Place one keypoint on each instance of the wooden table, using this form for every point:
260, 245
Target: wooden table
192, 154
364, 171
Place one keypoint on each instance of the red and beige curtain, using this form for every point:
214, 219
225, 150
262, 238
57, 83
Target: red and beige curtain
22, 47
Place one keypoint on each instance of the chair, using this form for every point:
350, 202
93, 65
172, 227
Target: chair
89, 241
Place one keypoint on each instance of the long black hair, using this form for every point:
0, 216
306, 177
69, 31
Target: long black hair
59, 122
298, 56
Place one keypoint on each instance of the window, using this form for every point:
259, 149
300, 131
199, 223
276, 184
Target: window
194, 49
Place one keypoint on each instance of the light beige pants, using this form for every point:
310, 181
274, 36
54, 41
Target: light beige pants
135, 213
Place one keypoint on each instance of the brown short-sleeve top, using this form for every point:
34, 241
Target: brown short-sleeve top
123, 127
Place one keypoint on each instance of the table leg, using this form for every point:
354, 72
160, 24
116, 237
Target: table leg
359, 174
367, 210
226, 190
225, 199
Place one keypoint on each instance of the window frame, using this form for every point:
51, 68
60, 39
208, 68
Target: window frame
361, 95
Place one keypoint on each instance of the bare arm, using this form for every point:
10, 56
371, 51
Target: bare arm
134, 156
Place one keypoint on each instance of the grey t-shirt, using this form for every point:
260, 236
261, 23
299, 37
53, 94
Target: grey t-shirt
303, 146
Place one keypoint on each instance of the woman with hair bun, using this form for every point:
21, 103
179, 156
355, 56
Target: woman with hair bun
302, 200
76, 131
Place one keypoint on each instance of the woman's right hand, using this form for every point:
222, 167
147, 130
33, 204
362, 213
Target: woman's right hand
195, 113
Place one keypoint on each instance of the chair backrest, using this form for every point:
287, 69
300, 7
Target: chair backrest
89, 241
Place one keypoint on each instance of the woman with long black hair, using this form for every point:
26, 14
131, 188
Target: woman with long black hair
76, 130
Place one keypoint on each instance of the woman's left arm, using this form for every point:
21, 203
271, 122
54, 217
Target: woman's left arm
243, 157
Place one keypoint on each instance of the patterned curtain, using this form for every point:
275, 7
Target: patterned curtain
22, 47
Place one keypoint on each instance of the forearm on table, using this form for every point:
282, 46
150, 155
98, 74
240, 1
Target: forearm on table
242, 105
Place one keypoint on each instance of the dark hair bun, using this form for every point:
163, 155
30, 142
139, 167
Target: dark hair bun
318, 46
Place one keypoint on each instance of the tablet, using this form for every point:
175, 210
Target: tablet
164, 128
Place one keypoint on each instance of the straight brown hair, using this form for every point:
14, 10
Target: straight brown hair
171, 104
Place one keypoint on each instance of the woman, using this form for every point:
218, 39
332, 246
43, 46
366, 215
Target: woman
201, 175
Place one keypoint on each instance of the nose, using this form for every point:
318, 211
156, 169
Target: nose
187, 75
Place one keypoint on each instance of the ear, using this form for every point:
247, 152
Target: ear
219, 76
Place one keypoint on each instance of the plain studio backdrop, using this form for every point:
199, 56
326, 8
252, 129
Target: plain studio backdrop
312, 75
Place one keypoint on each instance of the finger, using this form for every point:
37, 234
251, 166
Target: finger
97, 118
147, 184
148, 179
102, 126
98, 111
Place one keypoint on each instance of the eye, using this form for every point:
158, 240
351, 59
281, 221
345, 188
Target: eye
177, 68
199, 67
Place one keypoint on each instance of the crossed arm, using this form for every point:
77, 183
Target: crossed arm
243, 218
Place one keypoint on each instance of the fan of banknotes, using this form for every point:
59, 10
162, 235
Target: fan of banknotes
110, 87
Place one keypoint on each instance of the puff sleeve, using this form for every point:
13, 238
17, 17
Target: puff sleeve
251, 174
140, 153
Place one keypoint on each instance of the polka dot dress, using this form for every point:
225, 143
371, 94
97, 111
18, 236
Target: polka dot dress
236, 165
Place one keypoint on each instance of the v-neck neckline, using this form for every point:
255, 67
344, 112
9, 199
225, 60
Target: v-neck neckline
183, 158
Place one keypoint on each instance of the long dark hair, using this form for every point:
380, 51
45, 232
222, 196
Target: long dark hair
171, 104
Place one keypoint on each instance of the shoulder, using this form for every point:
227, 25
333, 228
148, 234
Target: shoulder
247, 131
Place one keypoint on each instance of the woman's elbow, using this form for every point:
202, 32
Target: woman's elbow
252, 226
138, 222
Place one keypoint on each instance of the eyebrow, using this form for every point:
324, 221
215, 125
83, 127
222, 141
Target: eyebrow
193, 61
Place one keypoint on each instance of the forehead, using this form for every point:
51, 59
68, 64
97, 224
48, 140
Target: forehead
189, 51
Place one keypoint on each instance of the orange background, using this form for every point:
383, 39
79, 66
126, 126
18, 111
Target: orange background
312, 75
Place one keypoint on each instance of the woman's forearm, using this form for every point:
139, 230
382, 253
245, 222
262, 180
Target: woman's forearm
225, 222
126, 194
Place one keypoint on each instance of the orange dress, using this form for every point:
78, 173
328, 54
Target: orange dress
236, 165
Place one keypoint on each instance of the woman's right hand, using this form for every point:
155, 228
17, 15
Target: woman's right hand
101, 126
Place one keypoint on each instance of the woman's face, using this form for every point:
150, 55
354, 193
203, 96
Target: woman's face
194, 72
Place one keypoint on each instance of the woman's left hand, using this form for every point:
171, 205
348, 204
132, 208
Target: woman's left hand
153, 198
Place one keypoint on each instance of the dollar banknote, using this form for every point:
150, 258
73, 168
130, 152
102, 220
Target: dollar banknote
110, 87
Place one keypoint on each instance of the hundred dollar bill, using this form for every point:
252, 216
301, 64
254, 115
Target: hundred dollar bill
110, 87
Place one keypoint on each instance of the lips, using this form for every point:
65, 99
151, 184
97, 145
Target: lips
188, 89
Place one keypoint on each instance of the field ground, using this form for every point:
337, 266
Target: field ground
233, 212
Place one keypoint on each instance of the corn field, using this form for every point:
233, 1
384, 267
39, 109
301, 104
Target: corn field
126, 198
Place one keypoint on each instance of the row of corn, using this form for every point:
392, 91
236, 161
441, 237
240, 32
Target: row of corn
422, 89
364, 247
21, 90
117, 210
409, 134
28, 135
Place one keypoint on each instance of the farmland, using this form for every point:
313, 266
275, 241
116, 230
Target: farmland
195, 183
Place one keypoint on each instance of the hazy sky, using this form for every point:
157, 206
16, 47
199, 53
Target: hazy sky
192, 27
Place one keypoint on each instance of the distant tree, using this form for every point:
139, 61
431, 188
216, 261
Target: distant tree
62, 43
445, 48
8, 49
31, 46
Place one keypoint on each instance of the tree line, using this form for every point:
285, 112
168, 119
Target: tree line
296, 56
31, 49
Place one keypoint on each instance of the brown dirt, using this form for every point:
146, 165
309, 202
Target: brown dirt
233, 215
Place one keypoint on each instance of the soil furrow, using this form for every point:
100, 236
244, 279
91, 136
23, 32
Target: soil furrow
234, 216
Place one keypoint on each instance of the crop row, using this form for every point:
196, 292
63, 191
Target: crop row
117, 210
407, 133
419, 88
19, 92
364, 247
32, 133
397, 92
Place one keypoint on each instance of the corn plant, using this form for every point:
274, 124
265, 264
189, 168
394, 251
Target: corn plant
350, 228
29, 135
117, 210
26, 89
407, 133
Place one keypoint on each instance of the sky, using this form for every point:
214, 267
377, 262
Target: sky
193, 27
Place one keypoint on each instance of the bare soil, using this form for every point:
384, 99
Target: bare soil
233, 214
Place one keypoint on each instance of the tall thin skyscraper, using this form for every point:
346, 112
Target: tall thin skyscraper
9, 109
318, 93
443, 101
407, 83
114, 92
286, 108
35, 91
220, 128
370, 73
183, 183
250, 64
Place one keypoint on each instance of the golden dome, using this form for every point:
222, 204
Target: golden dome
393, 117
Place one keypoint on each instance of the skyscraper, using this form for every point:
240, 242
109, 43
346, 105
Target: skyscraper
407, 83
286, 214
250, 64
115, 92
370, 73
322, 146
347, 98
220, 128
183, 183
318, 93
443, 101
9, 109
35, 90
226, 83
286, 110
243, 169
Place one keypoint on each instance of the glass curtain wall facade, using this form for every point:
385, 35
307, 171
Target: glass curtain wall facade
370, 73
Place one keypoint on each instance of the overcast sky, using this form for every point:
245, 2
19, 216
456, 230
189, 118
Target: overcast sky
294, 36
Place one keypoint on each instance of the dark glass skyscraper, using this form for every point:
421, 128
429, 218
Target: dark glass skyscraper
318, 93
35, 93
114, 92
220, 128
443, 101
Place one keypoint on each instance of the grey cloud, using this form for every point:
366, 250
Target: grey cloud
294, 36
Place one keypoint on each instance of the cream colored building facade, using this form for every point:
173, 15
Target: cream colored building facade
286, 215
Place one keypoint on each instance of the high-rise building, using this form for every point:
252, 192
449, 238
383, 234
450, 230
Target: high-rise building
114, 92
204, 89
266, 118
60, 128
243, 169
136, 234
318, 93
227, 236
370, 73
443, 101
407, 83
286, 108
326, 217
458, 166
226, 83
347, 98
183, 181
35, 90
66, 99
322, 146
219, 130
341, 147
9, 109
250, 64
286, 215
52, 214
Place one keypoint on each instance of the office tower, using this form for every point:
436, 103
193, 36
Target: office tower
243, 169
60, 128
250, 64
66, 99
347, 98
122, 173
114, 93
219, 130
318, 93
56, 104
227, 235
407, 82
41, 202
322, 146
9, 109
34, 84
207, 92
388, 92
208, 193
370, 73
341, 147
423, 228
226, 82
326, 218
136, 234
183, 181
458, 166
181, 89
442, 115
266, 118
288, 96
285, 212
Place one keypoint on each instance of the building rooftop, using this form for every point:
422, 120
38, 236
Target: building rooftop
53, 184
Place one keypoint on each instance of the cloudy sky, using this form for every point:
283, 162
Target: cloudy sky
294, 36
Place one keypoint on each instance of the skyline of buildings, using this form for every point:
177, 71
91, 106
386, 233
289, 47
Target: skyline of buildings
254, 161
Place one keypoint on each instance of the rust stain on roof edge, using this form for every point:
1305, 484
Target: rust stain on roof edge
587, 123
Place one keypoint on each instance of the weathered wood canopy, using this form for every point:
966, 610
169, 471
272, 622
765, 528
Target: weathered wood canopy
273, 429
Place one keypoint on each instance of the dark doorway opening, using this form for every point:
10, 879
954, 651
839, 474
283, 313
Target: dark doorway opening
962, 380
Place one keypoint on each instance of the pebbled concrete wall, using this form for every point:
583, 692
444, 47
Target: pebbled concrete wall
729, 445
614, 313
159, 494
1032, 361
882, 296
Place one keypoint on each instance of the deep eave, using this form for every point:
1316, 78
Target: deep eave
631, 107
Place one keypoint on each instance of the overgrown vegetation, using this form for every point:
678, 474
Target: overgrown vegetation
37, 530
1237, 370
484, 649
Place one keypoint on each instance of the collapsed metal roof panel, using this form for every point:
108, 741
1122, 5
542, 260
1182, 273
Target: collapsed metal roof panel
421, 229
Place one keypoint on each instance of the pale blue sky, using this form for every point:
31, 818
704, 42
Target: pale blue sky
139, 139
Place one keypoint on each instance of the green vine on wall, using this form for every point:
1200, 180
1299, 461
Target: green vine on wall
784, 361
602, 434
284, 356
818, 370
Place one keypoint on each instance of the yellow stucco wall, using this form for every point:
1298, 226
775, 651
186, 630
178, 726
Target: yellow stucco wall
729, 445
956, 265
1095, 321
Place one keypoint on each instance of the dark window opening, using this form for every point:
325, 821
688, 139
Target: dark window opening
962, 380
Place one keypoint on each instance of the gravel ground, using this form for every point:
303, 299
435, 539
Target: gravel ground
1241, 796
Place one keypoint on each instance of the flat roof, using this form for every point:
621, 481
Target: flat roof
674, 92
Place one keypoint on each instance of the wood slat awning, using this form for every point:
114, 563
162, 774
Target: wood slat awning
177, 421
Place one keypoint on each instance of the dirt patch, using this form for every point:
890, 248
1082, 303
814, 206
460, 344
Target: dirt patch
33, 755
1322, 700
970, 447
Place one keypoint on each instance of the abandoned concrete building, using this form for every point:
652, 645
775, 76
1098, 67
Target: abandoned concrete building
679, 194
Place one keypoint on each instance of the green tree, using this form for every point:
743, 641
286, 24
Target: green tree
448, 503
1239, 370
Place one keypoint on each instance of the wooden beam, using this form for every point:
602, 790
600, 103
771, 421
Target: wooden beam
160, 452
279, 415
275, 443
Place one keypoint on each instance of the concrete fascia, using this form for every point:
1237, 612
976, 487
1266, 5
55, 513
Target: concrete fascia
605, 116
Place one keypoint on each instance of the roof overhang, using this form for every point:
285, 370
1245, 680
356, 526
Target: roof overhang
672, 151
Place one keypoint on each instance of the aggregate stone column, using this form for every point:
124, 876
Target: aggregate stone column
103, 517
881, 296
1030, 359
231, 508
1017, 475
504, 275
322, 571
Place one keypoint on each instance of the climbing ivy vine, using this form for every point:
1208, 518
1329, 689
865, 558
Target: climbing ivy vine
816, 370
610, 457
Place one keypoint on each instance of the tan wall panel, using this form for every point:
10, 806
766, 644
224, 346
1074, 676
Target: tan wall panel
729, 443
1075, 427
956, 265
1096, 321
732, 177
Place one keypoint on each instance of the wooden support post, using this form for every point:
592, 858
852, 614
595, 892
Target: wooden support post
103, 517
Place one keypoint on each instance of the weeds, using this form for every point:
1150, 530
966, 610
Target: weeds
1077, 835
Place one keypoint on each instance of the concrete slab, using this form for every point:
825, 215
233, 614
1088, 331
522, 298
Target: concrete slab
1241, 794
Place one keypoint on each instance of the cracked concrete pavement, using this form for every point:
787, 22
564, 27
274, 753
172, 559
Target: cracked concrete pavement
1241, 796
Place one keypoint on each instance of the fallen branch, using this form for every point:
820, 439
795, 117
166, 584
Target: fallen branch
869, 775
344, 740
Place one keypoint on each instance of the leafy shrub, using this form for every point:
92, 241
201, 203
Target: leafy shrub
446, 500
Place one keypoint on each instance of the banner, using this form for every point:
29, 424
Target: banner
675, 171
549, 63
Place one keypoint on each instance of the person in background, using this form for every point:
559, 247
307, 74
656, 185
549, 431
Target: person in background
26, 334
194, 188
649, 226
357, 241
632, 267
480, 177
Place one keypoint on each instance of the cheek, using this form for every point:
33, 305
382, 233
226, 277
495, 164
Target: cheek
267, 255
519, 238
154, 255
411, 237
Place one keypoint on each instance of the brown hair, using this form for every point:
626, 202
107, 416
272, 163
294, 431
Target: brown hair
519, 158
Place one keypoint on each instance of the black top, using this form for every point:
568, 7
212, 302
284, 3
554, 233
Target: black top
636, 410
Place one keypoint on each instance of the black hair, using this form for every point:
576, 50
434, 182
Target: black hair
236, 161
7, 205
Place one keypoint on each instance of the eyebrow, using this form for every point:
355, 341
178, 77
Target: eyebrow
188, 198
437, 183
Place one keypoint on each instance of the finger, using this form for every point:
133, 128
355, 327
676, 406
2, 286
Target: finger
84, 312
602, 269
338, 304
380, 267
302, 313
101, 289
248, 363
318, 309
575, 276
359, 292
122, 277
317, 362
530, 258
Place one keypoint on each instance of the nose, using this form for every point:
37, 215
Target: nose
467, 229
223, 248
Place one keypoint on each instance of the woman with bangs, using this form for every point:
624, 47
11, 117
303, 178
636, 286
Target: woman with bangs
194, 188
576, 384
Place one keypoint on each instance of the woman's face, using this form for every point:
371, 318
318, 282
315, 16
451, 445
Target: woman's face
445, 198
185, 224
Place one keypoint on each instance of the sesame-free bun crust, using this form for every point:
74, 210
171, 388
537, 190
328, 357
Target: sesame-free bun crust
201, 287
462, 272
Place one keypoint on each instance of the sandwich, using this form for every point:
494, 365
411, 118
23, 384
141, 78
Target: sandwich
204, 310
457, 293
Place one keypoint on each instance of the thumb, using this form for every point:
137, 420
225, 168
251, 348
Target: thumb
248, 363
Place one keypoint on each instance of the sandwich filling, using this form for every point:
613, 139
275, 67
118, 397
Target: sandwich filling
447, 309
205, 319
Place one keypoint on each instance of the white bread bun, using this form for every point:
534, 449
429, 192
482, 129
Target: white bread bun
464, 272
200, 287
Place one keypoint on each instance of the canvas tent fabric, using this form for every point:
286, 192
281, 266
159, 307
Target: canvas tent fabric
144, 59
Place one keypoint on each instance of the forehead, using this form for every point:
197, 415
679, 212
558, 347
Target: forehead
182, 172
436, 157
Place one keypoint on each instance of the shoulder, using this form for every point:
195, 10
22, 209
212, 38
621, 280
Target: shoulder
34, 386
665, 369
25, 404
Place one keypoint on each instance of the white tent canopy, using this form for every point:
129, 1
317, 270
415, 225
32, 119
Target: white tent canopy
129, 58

·····

Write out exactly the lines of the entries above that run from the line containing "with bangs, using" through the last line, including both.

Place one keypoint on each instance of the woman with bangs, using this form for every point:
624, 47
11, 117
303, 178
636, 286
Target: woman with bangs
194, 188
576, 384
Place one keypoint on each instance of the woman's face, using this form for every point:
371, 318
318, 282
315, 16
451, 445
Target: woman's face
445, 198
185, 224
Place one keypoint on each instance of the sesame-free bun crust, using this form for every point:
74, 210
171, 388
537, 190
328, 357
Target: sesame-free bun crust
201, 287
462, 272
Place one keypoint on each instance of the sandwich, using this form for every point:
494, 365
411, 118
23, 384
141, 78
Target: sandwich
204, 310
457, 293
Place one keypoint on each instance of the thumb, using this form for every point:
137, 420
225, 168
251, 348
Target: thumb
248, 363
Place one keypoint on each instance of the sandwich filling, using this form for every point:
613, 139
275, 67
118, 397
Target: sandwich filling
447, 309
205, 319
Place one keypoint on each instance of the white bread bun, using this form for every point:
534, 449
429, 192
482, 129
Target: white bread bun
464, 272
200, 287
Place one keypoint on each instance of the canvas tent fabric, using this form for every point:
286, 192
281, 266
159, 307
Target: canvas tent fabric
144, 59
Place one keypoint on each instance of the forehead, using this form for every point:
197, 415
679, 212
558, 347
Target: forehead
182, 172
436, 157
Place one keypoint on each instance of the shoulder, using this form for every point:
195, 10
22, 209
212, 38
621, 280
Target: shoulder
34, 386
665, 369
25, 404
Place one keypoint on each instance of the white tent canopy, using this form for every point:
129, 1
317, 270
415, 225
32, 119
Target: white tent canopy
129, 58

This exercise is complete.